# TASK:
Output the listing exactly, leaving nothing out.

=== THE INPUT ===

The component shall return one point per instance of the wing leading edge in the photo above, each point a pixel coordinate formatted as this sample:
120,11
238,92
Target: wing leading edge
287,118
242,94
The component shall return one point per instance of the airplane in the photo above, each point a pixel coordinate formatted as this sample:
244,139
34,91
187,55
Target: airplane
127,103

===

# TASK OUTPUT:
The component shall return one point per instance of the wing leading edge in the photo above, each point a pixel coordinate formatted as this sample:
120,11
238,92
Target: wing leading edge
287,118
242,94
The component shall return one point per instance of the airplane in the photo above, each point a pixel coordinate formatted as this sample:
244,139
34,91
187,55
Target: airplane
127,103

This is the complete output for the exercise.